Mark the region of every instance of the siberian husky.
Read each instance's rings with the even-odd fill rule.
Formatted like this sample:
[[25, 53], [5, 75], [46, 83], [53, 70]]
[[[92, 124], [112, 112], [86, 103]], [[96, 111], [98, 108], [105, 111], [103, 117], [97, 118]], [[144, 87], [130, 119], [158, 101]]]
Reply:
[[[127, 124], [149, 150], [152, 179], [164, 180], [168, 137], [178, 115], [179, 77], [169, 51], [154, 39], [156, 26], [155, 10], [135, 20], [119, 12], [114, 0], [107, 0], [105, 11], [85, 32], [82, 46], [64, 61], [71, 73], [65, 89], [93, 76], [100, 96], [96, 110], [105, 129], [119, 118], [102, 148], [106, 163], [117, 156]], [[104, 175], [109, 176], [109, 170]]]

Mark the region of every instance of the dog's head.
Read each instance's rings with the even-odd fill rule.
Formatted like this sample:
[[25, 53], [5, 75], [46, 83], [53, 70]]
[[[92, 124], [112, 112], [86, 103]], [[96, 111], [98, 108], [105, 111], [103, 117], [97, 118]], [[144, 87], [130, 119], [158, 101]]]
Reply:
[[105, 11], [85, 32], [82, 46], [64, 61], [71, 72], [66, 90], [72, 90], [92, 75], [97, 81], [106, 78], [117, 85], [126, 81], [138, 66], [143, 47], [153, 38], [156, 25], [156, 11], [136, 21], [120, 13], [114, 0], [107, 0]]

Exercise >> Please copy each record shown above exactly.

Response to the exercise >>
Mark the region of every instance of the siberian husky.
Read each instance's rings with the even-odd fill rule.
Formatted like this sample:
[[25, 53], [5, 75], [46, 83], [53, 70]]
[[[92, 124], [112, 112], [86, 103]], [[96, 111], [98, 108], [105, 111], [103, 117], [97, 118]], [[144, 87], [130, 119], [158, 101]]]
Reply:
[[[127, 124], [149, 150], [152, 179], [164, 180], [168, 137], [178, 115], [179, 77], [169, 51], [154, 39], [156, 26], [155, 10], [135, 20], [119, 12], [114, 0], [107, 0], [105, 11], [85, 32], [82, 46], [64, 61], [71, 73], [65, 89], [93, 76], [100, 96], [96, 110], [105, 129], [119, 118], [102, 148], [106, 163], [117, 156]], [[104, 175], [109, 176], [109, 170]]]

Mark the region of every instance of the dog's head.
Read each instance's rings with the even-odd fill rule.
Formatted like this sample:
[[25, 53], [5, 75], [46, 83], [53, 70]]
[[[92, 124], [112, 112], [86, 103]], [[96, 111], [98, 108], [105, 111], [103, 117], [97, 118]], [[144, 87], [130, 119], [158, 101]]]
Reply:
[[105, 11], [85, 32], [82, 46], [64, 61], [71, 72], [66, 90], [72, 90], [92, 75], [97, 81], [106, 78], [117, 85], [126, 81], [138, 66], [143, 47], [153, 38], [156, 25], [156, 11], [136, 21], [120, 13], [114, 0], [107, 0]]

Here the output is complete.